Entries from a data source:
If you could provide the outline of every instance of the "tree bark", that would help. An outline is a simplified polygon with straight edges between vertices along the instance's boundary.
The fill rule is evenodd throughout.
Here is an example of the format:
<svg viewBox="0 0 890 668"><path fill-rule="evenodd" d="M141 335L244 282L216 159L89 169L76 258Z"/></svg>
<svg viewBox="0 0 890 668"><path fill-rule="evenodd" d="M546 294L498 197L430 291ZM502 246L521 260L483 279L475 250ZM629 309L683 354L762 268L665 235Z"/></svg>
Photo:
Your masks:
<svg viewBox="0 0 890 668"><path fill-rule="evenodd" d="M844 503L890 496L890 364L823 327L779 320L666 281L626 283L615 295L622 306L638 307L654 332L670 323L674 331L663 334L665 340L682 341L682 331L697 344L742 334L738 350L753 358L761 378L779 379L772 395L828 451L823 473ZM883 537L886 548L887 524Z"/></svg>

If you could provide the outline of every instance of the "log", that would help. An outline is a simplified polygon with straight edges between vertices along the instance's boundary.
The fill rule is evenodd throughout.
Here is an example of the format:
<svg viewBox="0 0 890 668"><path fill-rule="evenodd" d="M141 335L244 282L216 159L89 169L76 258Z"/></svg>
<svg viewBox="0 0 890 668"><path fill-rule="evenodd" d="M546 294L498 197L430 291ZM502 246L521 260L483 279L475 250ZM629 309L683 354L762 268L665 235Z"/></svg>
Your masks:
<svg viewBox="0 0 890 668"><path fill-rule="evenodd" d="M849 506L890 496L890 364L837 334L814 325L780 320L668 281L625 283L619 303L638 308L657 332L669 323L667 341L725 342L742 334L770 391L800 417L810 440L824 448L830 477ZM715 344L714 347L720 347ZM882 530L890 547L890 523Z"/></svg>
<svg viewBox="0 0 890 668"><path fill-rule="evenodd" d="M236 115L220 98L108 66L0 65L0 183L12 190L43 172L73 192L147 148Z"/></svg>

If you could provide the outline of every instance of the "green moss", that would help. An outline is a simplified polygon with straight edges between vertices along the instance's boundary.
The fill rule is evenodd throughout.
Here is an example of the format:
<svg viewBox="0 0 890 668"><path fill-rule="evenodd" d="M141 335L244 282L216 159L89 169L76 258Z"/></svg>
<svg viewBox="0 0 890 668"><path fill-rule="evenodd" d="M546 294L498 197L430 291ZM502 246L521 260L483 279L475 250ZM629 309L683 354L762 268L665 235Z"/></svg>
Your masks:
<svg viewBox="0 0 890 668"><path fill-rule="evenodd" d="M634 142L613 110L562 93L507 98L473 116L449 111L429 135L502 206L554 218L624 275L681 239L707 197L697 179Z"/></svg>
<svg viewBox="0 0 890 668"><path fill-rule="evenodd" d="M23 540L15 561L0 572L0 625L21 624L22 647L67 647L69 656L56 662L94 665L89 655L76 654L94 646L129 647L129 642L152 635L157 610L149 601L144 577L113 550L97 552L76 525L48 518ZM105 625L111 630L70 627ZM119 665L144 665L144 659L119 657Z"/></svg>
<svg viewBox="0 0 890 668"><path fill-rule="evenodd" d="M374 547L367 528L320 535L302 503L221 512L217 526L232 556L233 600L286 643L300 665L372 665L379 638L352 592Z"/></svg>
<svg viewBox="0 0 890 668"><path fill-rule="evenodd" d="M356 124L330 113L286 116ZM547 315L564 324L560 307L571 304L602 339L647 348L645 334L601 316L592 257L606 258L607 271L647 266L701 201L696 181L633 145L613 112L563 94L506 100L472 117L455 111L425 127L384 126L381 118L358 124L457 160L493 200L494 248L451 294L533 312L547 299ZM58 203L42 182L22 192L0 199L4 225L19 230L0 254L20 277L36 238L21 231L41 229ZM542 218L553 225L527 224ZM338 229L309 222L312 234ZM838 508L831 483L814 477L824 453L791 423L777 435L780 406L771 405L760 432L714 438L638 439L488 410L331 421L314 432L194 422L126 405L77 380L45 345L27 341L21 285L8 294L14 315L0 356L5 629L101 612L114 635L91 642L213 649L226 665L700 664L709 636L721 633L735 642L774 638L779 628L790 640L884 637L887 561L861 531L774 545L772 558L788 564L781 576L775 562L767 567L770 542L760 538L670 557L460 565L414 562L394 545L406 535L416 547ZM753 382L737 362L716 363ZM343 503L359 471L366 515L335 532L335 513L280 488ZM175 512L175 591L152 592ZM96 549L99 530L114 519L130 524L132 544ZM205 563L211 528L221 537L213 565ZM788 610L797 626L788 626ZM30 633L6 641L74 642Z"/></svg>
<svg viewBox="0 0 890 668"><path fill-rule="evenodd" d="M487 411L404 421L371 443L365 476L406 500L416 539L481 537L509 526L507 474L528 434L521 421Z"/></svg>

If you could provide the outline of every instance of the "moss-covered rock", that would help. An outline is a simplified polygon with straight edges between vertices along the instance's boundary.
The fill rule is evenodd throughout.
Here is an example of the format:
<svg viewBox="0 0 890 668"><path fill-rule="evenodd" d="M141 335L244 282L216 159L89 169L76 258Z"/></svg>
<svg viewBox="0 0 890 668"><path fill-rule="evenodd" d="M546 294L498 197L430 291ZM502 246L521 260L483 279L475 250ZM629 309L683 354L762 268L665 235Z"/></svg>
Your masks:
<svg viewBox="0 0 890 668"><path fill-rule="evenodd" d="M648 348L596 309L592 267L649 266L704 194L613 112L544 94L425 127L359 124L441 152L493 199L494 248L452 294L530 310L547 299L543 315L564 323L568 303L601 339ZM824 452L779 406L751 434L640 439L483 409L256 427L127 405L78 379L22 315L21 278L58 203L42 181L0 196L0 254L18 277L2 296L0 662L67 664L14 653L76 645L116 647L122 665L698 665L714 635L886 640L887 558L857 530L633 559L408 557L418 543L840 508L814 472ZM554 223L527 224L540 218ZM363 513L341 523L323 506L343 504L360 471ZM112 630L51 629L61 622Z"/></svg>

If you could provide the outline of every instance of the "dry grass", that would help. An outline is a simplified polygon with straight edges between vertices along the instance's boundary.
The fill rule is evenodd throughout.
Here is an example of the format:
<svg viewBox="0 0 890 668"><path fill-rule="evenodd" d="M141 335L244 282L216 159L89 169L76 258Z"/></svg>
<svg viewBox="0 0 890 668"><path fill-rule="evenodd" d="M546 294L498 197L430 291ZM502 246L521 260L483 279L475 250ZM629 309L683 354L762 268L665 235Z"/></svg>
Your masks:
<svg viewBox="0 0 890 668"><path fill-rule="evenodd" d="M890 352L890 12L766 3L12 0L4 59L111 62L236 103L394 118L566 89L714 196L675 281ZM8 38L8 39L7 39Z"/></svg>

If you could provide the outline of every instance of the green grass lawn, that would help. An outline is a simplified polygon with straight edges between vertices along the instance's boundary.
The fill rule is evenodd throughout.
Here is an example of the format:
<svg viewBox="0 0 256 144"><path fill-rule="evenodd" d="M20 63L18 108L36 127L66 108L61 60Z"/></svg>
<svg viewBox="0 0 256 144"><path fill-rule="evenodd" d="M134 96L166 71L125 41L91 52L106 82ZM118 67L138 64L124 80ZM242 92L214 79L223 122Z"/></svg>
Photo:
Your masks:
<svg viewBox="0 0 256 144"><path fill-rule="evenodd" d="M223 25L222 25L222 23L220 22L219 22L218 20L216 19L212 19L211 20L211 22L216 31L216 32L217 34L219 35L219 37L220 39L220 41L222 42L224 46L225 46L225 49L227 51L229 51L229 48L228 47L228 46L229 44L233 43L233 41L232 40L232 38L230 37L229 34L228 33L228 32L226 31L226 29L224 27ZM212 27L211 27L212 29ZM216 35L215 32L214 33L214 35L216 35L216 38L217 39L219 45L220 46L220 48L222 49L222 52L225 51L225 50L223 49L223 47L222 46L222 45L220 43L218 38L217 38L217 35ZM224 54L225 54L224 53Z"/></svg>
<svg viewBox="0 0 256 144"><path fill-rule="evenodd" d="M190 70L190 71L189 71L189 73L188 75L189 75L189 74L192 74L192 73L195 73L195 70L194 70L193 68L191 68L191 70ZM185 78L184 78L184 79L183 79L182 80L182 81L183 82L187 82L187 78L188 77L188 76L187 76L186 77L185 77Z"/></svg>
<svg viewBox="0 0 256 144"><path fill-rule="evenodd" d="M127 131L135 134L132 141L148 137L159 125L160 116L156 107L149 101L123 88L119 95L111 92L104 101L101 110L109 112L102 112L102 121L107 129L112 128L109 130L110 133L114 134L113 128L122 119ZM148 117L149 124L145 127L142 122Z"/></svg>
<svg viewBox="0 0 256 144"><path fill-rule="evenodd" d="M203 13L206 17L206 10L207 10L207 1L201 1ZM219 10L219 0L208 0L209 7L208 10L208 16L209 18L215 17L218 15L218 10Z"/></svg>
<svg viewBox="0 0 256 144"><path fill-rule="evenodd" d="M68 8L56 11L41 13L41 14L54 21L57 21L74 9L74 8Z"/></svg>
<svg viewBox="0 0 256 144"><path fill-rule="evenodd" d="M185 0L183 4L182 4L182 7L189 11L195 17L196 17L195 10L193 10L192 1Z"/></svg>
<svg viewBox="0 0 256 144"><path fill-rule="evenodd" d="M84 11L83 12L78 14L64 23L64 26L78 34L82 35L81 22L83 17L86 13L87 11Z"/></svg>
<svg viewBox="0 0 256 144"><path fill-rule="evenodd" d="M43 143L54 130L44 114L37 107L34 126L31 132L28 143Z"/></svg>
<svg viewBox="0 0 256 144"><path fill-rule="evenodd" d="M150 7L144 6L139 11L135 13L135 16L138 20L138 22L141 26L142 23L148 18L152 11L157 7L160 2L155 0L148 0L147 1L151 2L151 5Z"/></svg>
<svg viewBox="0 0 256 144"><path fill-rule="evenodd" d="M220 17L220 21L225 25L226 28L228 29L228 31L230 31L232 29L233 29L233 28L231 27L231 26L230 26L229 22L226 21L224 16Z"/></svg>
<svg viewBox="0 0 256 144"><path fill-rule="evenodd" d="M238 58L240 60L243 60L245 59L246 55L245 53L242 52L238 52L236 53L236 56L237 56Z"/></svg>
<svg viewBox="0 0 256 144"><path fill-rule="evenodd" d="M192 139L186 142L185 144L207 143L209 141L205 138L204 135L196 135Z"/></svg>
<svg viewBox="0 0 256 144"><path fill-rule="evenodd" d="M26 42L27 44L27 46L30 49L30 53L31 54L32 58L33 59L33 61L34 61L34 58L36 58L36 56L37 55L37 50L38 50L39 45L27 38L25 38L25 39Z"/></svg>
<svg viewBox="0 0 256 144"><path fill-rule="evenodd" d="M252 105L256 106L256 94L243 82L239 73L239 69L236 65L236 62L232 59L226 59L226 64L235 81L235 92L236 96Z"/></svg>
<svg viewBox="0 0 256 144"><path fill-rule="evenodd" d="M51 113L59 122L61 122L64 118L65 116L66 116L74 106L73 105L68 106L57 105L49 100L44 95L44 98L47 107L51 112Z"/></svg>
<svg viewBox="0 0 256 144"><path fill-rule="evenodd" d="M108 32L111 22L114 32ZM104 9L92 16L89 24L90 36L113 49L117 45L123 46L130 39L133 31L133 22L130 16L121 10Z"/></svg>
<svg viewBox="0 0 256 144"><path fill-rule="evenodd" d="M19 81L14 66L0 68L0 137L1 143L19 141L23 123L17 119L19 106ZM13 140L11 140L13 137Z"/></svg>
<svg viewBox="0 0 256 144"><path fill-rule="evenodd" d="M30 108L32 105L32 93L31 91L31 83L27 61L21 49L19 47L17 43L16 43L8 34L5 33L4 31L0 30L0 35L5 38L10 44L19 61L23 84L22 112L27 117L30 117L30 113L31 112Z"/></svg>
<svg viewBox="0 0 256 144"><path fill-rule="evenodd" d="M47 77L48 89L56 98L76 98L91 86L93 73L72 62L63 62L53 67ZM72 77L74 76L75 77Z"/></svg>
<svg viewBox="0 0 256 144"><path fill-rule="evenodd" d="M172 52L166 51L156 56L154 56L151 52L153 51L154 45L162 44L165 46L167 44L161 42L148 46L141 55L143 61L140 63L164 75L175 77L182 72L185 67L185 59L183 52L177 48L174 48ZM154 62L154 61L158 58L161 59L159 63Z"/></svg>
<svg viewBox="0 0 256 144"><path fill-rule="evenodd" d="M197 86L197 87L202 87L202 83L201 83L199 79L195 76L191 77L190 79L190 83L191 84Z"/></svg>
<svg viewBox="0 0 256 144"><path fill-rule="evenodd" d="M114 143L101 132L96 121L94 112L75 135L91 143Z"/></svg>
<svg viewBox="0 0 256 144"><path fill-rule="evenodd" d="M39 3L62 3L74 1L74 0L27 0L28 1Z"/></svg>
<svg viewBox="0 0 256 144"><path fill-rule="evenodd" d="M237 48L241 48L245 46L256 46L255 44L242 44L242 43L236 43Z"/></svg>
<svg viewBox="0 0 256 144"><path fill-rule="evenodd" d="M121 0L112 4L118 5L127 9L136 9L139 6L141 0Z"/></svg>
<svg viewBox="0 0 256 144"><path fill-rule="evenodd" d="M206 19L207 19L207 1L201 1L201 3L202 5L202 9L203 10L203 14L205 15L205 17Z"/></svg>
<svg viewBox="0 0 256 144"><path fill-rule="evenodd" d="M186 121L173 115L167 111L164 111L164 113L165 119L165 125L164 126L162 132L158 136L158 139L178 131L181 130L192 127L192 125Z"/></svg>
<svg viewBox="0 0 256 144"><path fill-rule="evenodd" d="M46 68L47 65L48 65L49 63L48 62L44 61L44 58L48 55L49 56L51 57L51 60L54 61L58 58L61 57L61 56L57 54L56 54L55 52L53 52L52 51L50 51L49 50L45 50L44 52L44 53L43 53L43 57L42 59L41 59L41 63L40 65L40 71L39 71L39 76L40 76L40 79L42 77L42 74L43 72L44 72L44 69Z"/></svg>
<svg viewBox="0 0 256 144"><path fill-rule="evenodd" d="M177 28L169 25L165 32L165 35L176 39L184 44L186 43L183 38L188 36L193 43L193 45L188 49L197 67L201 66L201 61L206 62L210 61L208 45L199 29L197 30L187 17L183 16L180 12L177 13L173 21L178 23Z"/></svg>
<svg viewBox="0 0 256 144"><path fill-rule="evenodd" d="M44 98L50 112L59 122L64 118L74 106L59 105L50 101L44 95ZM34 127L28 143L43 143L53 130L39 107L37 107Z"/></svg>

§ Task statement
Update everything from the line containing "of the green" down to the line containing "70L190 71L189 71L189" so that "outline" becomes "contour", and keep everything else the same.

§ Result for this task
If you could provide the contour of every instance of the green grass lawn, that would help. An contour is a simplified polygon with straight edges between vertices along the instance's boundary.
The fill rule is evenodd throughout.
Here is an example of the format:
<svg viewBox="0 0 256 144"><path fill-rule="evenodd" d="M20 63L18 108L36 127L66 108L61 60Z"/></svg>
<svg viewBox="0 0 256 144"><path fill-rule="evenodd" d="M134 96L166 71L125 41L91 52L106 82ZM118 67L138 64L124 80ZM242 92L214 79L223 122Z"/></svg>
Photo:
Your masks:
<svg viewBox="0 0 256 144"><path fill-rule="evenodd" d="M223 25L222 25L222 23L220 22L219 22L218 20L216 19L212 19L211 20L211 22L216 31L216 32L217 34L219 35L219 37L220 39L220 41L222 42L224 46L225 46L225 49L227 51L229 51L229 48L228 47L228 46L229 44L233 43L233 41L232 40L232 38L230 37L229 34L228 33L228 32L226 31L226 29L224 27ZM212 27L211 27L212 29ZM216 35L215 32L214 33L214 35L216 35L216 38L217 39L219 45L220 46L220 48L222 49L222 52L225 51L225 50L223 49L223 47L222 46L222 45L220 43L218 38L217 38L217 35ZM224 54L225 54L224 53Z"/></svg>
<svg viewBox="0 0 256 144"><path fill-rule="evenodd" d="M190 70L190 71L189 71L189 73L188 75L189 75L189 74L192 74L192 73L195 73L195 70L194 70L193 68L191 68L191 70ZM185 78L184 78L184 79L183 79L182 80L182 81L183 82L187 82L187 78L188 77L188 76L187 76L186 77L185 77Z"/></svg>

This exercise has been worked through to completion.